- _Exercise directions_: Copy the lines that follow word for word, omitting the pictures from your answer.

----

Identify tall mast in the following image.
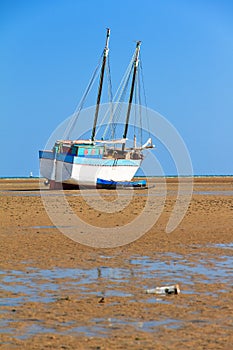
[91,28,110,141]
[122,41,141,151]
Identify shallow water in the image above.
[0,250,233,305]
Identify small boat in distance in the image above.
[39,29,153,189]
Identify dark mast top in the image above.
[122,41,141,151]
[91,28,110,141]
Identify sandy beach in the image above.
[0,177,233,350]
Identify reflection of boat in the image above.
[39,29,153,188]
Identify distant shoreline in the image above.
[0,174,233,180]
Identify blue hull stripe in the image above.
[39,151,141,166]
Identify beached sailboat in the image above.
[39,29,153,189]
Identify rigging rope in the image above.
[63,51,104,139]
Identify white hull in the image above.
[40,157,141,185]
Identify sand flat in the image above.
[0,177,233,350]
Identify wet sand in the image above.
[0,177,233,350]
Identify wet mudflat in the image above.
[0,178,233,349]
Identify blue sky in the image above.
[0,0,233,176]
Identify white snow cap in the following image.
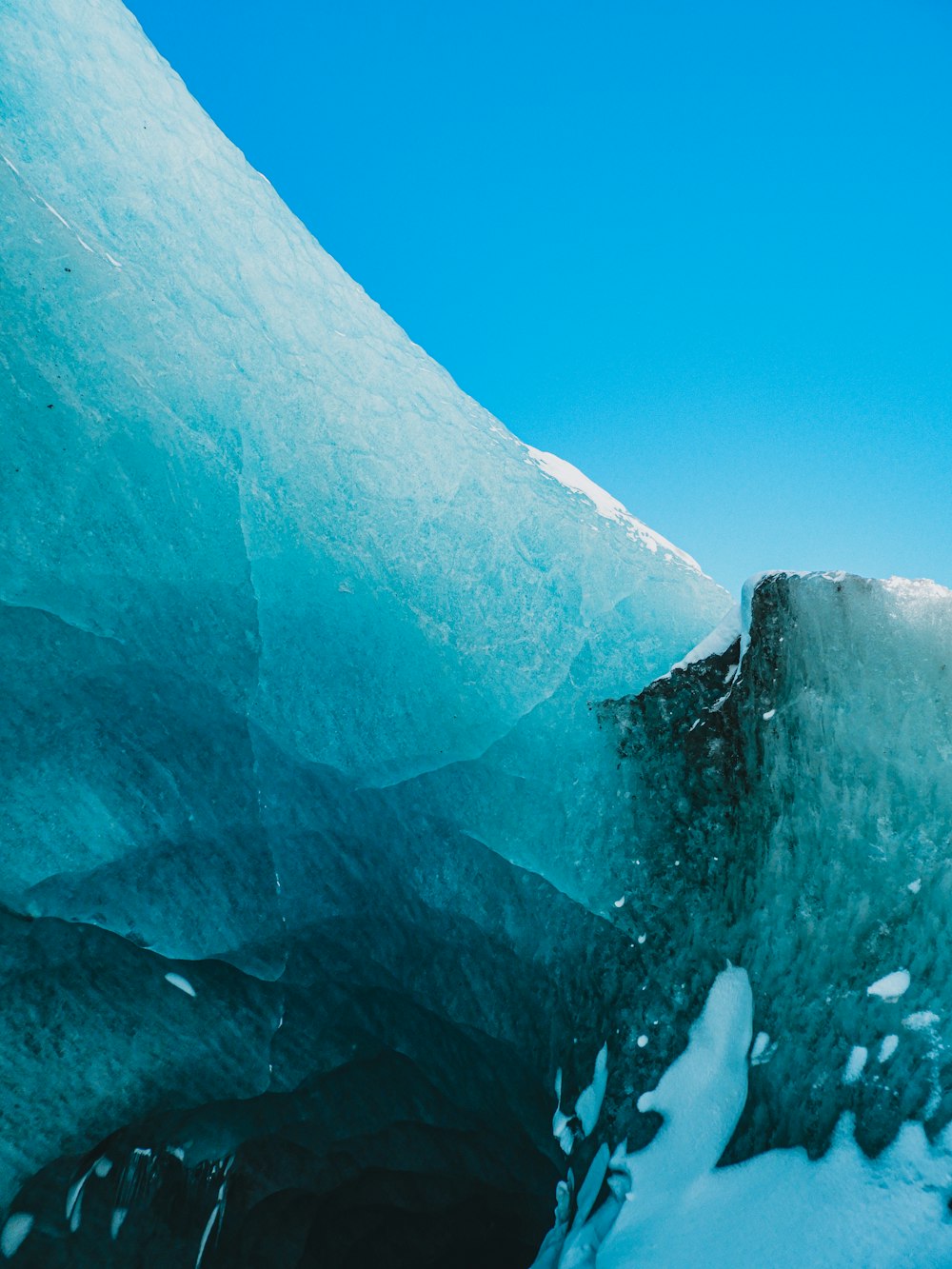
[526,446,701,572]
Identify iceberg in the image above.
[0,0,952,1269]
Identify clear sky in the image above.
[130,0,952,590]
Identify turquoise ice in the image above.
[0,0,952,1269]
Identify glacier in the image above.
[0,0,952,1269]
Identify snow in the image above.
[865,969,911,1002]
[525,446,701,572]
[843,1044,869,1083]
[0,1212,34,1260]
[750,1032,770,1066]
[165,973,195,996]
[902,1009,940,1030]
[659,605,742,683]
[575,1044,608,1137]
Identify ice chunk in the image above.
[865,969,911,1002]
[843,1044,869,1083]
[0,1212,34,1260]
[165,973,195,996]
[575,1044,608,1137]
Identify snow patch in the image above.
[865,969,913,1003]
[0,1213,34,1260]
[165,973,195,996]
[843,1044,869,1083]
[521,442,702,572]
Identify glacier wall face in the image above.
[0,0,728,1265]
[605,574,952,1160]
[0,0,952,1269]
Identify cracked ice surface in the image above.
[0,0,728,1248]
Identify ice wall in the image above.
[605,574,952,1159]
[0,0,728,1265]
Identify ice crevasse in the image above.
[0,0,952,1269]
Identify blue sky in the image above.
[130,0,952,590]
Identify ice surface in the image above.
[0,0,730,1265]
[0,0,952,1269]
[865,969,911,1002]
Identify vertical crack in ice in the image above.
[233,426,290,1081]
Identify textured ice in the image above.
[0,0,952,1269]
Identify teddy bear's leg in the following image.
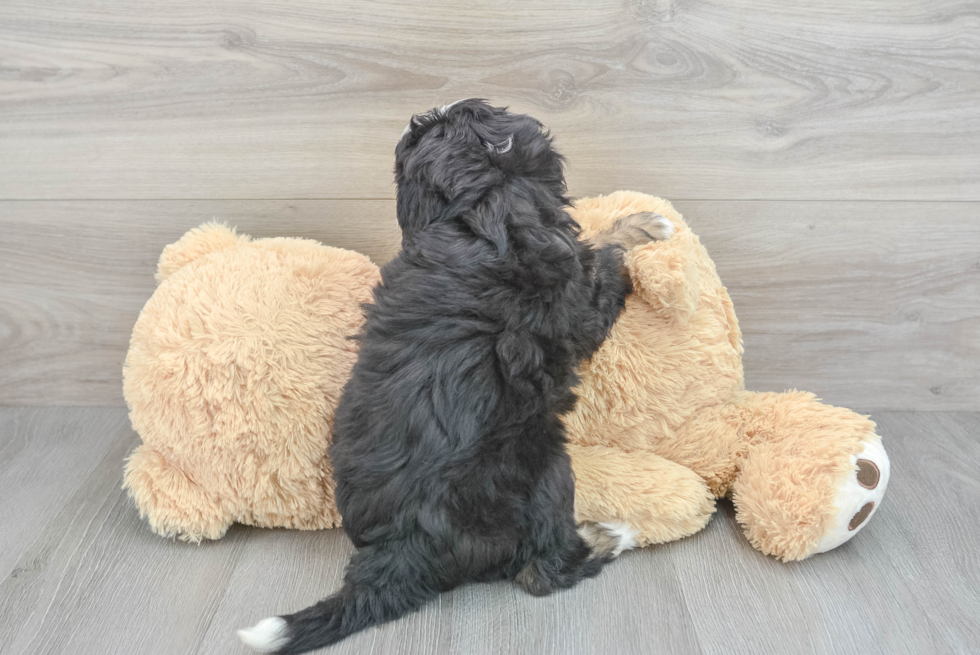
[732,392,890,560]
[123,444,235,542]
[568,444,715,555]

----

- _Task solution_:
Identify tall mast in the following image.
[91,28,110,141]
[122,41,141,151]
Identify shallow water in the image above.
[0,250,233,305]
Identify small boat in distance in the image above.
[39,29,153,189]
Identify dark mast top in the image above.
[122,41,141,151]
[91,28,110,141]
Identify sandy beach in the image above.
[0,177,233,350]
Identify reflection of boat in the image above.
[39,29,153,188]
Identify distant shoreline in the image above.
[0,174,233,180]
Identify blue hull stripe in the image above.
[39,151,141,166]
Identify beached sailboat in the image above.
[39,29,153,189]
Identify rigging rope in the image above.
[63,51,104,139]
Identify white hull in the image above.
[40,157,141,185]
Identify sand flat in the image above.
[0,177,233,350]
Identify wet sand in the image above.
[0,177,233,350]
Identify wet mudflat in the image above.
[0,178,233,349]
Identify blue sky in the image above.
[0,0,233,176]
Identify white snow cap in the following image.
[526,446,701,572]
Identify iceberg in the image above.
[0,0,952,1269]
Identify clear sky in the image above.
[130,0,952,590]
Identify turquoise ice in the image above.
[0,0,952,1269]
Identify glacier in the image above.
[0,0,952,1269]
Identify snow in the image above.
[865,969,911,1002]
[525,446,701,572]
[843,1044,869,1083]
[0,1212,34,1260]
[750,1032,770,1066]
[165,973,195,996]
[902,1009,940,1030]
[659,605,742,683]
[575,1044,608,1137]
Identify ice chunk in the image above.
[865,969,911,1002]
[843,1044,869,1083]
[0,1212,34,1260]
[165,973,195,996]
[575,1044,608,1137]
Identify snow patch in the image above.
[865,969,913,1003]
[0,1213,34,1260]
[165,973,195,996]
[843,1044,869,1083]
[521,442,702,572]
Identify glacier wall face in the image above.
[0,0,728,1265]
[605,574,952,1160]
[0,0,952,1269]
Identify cracked ice surface in the image above.
[0,0,728,1248]
Identify ice wall in the image above.
[605,574,952,1159]
[0,0,728,1265]
Identify ice crevasse in the image above.
[0,0,952,1269]
Identify blue sky in the image above.
[130,0,952,590]
Identify ice surface in the image above.
[0,0,730,1265]
[0,0,952,1269]
[865,969,911,1002]
Identify vertical crack in ice in the image above.
[233,426,290,1081]
Identify textured ice in the image above.
[0,0,952,1269]
Identify teddy bear's leg in the following image.
[732,392,890,560]
[123,444,235,542]
[568,444,715,555]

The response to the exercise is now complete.